Transcribe exactly the lines from the one holding "Target: pond" to the end of the data below, including both of those lines and no others.

Start of Block

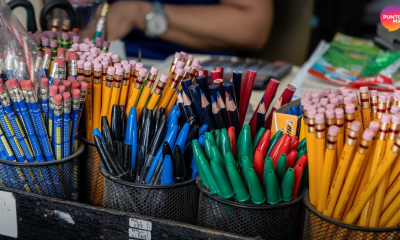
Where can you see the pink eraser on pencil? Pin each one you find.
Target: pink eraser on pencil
(53, 90)
(87, 66)
(44, 82)
(187, 68)
(374, 126)
(67, 97)
(350, 108)
(138, 66)
(382, 98)
(180, 64)
(119, 71)
(143, 72)
(368, 135)
(179, 71)
(83, 86)
(76, 93)
(154, 70)
(330, 113)
(333, 131)
(61, 62)
(164, 78)
(386, 118)
(111, 70)
(178, 55)
(348, 100)
(319, 118)
(363, 89)
(355, 126)
(61, 89)
(58, 99)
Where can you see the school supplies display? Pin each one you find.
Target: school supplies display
(353, 149)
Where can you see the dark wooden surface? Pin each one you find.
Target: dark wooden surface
(37, 220)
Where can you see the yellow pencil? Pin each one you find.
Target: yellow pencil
(136, 89)
(116, 91)
(354, 171)
(374, 103)
(97, 96)
(369, 189)
(343, 165)
(175, 79)
(365, 105)
(379, 152)
(107, 91)
(157, 92)
(144, 97)
(327, 171)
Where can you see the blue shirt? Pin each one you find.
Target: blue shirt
(157, 48)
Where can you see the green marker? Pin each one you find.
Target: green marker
(274, 195)
(245, 146)
(302, 144)
(218, 139)
(241, 192)
(280, 168)
(246, 166)
(207, 148)
(204, 167)
(273, 141)
(288, 185)
(225, 143)
(256, 192)
(229, 159)
(222, 181)
(258, 137)
(269, 165)
(216, 156)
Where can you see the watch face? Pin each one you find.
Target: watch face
(157, 25)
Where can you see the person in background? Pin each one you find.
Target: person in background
(161, 28)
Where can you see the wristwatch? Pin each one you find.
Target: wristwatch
(156, 21)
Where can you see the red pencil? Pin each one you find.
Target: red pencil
(245, 94)
(269, 95)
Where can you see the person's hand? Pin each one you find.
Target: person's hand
(123, 16)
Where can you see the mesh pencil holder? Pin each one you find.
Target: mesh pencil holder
(319, 226)
(92, 180)
(280, 221)
(57, 178)
(177, 202)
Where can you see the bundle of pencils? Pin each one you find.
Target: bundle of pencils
(153, 149)
(266, 170)
(353, 148)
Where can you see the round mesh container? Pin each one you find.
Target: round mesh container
(92, 181)
(54, 179)
(177, 202)
(280, 221)
(319, 226)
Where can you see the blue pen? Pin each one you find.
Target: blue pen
(203, 129)
(193, 165)
(167, 176)
(170, 138)
(294, 110)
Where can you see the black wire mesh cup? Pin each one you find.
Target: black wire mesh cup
(177, 202)
(280, 221)
(319, 226)
(92, 180)
(57, 178)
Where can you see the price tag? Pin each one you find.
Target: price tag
(8, 215)
(139, 234)
(140, 224)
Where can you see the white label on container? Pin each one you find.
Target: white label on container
(139, 234)
(140, 224)
(8, 215)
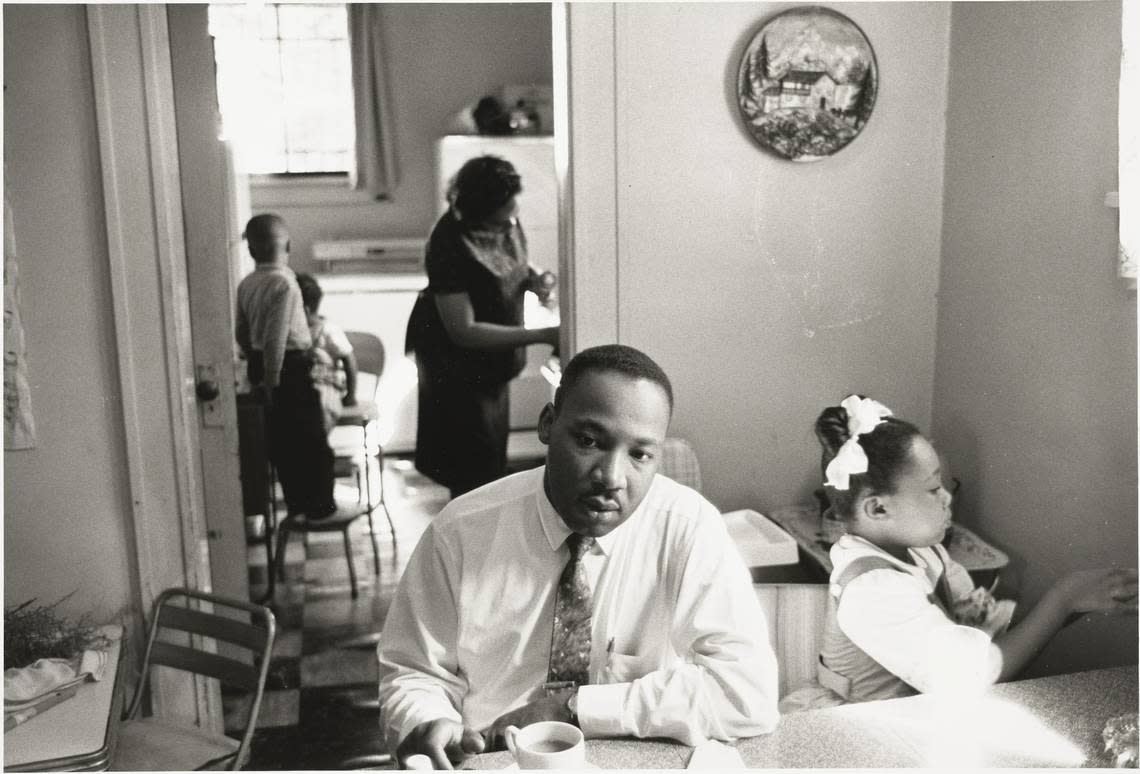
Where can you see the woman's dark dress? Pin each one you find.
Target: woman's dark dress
(464, 400)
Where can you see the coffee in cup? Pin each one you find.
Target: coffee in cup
(547, 744)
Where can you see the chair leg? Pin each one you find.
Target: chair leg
(372, 539)
(348, 556)
(282, 545)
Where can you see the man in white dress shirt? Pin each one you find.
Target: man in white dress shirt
(675, 642)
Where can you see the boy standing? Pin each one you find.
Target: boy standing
(274, 336)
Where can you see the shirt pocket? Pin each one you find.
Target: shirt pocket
(623, 668)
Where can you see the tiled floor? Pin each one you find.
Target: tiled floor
(319, 705)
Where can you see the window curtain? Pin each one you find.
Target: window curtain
(18, 423)
(1130, 144)
(375, 170)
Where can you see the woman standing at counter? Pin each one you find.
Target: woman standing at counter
(467, 330)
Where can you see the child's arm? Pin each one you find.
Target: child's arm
(1107, 591)
(282, 309)
(349, 363)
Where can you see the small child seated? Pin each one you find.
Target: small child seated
(905, 617)
(334, 369)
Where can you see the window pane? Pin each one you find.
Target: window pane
(318, 104)
(312, 22)
(243, 21)
(286, 104)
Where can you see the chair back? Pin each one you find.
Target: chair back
(369, 356)
(184, 611)
(796, 614)
(678, 462)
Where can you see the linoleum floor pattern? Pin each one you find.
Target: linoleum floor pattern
(319, 703)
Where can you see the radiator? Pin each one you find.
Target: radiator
(390, 254)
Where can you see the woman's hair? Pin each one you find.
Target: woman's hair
(887, 448)
(481, 186)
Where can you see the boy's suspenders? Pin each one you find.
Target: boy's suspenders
(832, 679)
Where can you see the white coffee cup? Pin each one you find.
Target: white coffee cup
(547, 744)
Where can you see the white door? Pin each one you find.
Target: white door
(211, 236)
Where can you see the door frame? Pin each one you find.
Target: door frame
(135, 114)
(585, 163)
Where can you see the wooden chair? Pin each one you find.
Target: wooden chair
(356, 458)
(154, 744)
(796, 614)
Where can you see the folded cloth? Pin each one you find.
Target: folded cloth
(25, 685)
(715, 755)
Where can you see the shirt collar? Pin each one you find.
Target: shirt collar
(922, 568)
(555, 529)
(271, 267)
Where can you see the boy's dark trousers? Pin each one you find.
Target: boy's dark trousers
(298, 445)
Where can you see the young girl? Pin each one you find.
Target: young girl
(905, 617)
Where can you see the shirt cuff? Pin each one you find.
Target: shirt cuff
(601, 709)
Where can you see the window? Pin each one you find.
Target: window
(285, 86)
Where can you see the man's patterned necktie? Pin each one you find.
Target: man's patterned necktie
(572, 609)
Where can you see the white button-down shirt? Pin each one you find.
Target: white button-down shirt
(680, 643)
(270, 317)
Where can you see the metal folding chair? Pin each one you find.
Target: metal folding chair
(155, 744)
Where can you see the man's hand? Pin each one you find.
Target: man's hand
(547, 708)
(446, 742)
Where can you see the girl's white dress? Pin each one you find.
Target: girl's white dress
(893, 632)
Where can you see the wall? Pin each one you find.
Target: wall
(66, 502)
(788, 285)
(1035, 392)
(441, 58)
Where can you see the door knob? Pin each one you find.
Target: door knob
(206, 389)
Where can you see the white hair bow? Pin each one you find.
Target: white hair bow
(863, 415)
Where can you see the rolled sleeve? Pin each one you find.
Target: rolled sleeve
(889, 617)
(418, 676)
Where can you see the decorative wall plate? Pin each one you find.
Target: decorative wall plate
(807, 83)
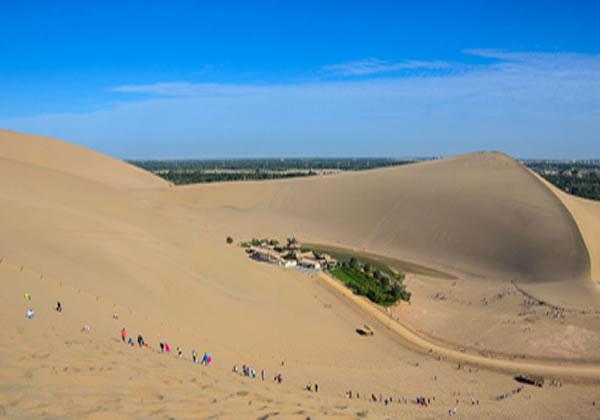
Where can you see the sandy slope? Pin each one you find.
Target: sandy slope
(103, 237)
(58, 155)
(478, 214)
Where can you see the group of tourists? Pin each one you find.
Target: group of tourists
(310, 387)
(30, 314)
(165, 347)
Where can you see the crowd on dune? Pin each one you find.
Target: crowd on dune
(250, 372)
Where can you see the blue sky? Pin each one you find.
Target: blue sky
(254, 79)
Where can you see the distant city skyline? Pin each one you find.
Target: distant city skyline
(152, 80)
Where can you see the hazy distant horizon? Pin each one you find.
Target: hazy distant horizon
(332, 79)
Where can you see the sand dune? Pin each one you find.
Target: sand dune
(58, 155)
(480, 214)
(104, 237)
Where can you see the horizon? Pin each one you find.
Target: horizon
(232, 79)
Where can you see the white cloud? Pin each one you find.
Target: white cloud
(527, 104)
(372, 66)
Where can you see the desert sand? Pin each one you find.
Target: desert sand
(104, 237)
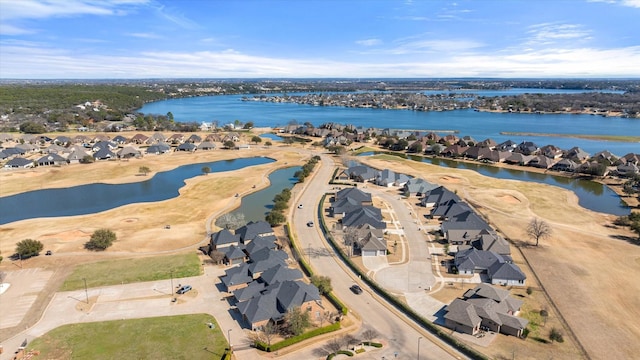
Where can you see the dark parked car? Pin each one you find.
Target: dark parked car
(183, 289)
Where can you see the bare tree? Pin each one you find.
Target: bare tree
(349, 339)
(334, 345)
(217, 256)
(538, 229)
(350, 236)
(269, 332)
(370, 334)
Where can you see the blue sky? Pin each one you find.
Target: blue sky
(121, 39)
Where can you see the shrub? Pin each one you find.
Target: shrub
(28, 248)
(100, 240)
(556, 335)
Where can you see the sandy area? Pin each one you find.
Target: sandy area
(585, 267)
(140, 227)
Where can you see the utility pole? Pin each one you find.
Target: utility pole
(86, 292)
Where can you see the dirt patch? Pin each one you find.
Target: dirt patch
(450, 180)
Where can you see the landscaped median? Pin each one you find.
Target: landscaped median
(434, 329)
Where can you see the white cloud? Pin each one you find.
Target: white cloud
(629, 3)
(369, 42)
(550, 33)
(145, 35)
(32, 61)
(15, 10)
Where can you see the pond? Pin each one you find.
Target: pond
(93, 198)
(255, 206)
(591, 195)
(271, 136)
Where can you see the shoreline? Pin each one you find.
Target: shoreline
(615, 184)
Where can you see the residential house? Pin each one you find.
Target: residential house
(194, 138)
(140, 139)
(370, 241)
(356, 194)
(417, 187)
(187, 146)
(128, 152)
(273, 303)
(51, 159)
(159, 148)
(19, 163)
(485, 307)
(577, 155)
(207, 145)
(500, 269)
(104, 154)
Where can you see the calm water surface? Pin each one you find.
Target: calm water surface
(255, 206)
(93, 198)
(480, 125)
(591, 195)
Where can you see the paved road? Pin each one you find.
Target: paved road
(401, 334)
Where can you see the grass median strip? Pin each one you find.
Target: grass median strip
(170, 337)
(114, 272)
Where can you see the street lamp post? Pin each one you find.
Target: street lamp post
(86, 292)
(171, 290)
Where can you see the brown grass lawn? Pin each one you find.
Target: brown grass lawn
(139, 227)
(588, 273)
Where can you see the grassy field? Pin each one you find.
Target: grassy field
(126, 271)
(171, 337)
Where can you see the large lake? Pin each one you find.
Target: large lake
(93, 198)
(591, 195)
(480, 125)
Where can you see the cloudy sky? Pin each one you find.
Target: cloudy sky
(119, 39)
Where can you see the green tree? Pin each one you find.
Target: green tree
(28, 248)
(556, 335)
(100, 240)
(144, 170)
(538, 229)
(296, 321)
(30, 127)
(323, 283)
(275, 218)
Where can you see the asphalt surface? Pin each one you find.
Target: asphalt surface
(402, 337)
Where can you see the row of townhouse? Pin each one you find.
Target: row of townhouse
(480, 249)
(361, 222)
(64, 150)
(263, 287)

End of Block

**ANSWER SECTION:**
Target: pond
(93, 198)
(255, 206)
(591, 195)
(271, 136)
Where can you see the shoreline? Pin each one you find.
Target: shoreline
(615, 184)
Where can you see the residential house? Pin each one you find.
Target: residential house
(194, 138)
(140, 139)
(370, 241)
(356, 194)
(417, 187)
(187, 146)
(128, 152)
(273, 303)
(51, 159)
(159, 148)
(19, 163)
(485, 307)
(577, 155)
(207, 145)
(500, 269)
(104, 154)
Where can you see the calm water surface? Pin each one you find.
Target: calm water surface
(255, 206)
(93, 198)
(480, 125)
(591, 195)
Where can you see the paved road? Pin each one you find.
Target: paved road
(401, 334)
Where can you see the grass median strip? Pin each one you find.
Target: grass median strip
(170, 337)
(114, 272)
Where can you see the street lamp post? Pin each one you find.
Target: street lamp post
(86, 292)
(171, 290)
Where can you see the brown grass lawn? Pin each one you find.
Target: brown grass lawn
(139, 227)
(588, 273)
Where can you see the grassy field? Pin each one you find.
Target: grassy field
(126, 271)
(171, 337)
Where can you see the large lake? Pin each one you find.
Target: large lake
(93, 198)
(591, 195)
(480, 125)
Where can you see the cloudy sky? Pin each one you find.
Target: cloudy sky
(119, 39)
Where can you see the green tree? Pin each one you find.
Target: green tree
(28, 248)
(556, 335)
(100, 240)
(144, 170)
(538, 229)
(296, 321)
(30, 127)
(323, 283)
(275, 218)
Where can you see the asphalt surface? Pin each one you find.
Target: asphalt surface
(402, 337)
Where can you see the row of townhouse? Pin each one you find.
Target: row of townhouse
(480, 249)
(361, 222)
(64, 150)
(263, 287)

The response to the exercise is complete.